**Collected data**.
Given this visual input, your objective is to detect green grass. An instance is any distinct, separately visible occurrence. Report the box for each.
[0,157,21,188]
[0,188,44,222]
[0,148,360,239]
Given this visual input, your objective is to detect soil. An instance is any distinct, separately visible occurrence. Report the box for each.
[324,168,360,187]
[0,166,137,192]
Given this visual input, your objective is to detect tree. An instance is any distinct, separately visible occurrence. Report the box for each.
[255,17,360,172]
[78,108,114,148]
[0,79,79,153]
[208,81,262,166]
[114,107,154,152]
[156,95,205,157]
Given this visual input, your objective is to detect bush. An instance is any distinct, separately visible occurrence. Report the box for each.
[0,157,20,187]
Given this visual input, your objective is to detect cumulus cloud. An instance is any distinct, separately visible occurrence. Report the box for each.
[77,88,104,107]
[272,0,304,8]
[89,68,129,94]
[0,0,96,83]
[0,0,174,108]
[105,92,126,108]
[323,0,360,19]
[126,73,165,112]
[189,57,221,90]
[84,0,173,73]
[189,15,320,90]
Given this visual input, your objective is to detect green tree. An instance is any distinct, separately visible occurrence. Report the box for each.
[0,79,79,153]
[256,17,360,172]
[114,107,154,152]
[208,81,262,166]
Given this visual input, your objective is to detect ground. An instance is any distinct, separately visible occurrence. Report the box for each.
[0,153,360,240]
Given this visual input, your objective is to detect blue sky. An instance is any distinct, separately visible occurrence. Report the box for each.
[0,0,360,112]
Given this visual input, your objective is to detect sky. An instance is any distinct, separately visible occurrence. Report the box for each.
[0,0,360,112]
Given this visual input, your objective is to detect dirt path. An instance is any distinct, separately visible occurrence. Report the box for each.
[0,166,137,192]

**Short task**. Render every line of the records above as a JSON list of strings, with one string per line and blank lines left out.

**Answer to this problem**.
[
  "Given this visual input, your objective is to detect green grass. An instance is any distinct, separately visible occurrence. Report the box for each.",
  "[0,157,21,188]",
  "[0,188,44,222]",
  "[0,148,360,239]",
  "Given this visual input, your objective is to detect soil. An instance is any distinct, separately visible occurrence. Report the box for each.",
  "[324,168,360,187]",
  "[0,166,137,192]",
  "Given this visual input, your objective is to detect tree. An instance is any distinct, separately visible occurrence. Report the box for each.",
  "[255,17,360,172]",
  "[78,108,114,148]",
  "[0,79,79,153]",
  "[208,81,262,166]",
  "[114,107,154,152]",
  "[156,95,205,157]",
  "Given this visual input, your objective is to detect bush. An instance is any distinct, separately visible occurrence. Report the box for each.",
  "[0,157,20,187]",
  "Given this visual input, your objective is to detect cumulus cloud. An instance is any distinct, separately visible occurrence. Report the box for each.",
  "[77,88,104,107]",
  "[272,0,304,8]",
  "[89,68,129,94]",
  "[0,0,96,83]",
  "[0,0,174,108]",
  "[105,92,126,108]",
  "[323,0,360,19]",
  "[126,73,165,112]",
  "[189,57,221,90]",
  "[84,0,173,73]",
  "[189,15,320,90]",
  "Given this visual input, your objective is to detect green tree. An instance is any distinct, separately visible occurrence. Report the box for each.",
  "[0,79,79,153]",
  "[256,17,360,172]",
  "[114,107,154,152]",
  "[208,81,262,166]",
  "Given this visual input, your objective is to detect ground. An instance is any distinct, separately visible occurrence. Report the box for each.",
  "[0,153,360,240]",
  "Given this visual input, your objective is to detect blue sky. An instance is any distinct, separately visible occurrence. Report the box for each.",
  "[0,0,360,112]",
  "Given this visual input, your objective is to detect sky. An instance is any distinct, separately visible occurrence. Report the box for each.",
  "[0,0,360,112]",
  "Given this visual input, your objective is to detect dirt path. An instance is any distinct, separately visible occurrence. Report the box for each.",
  "[0,166,137,192]"
]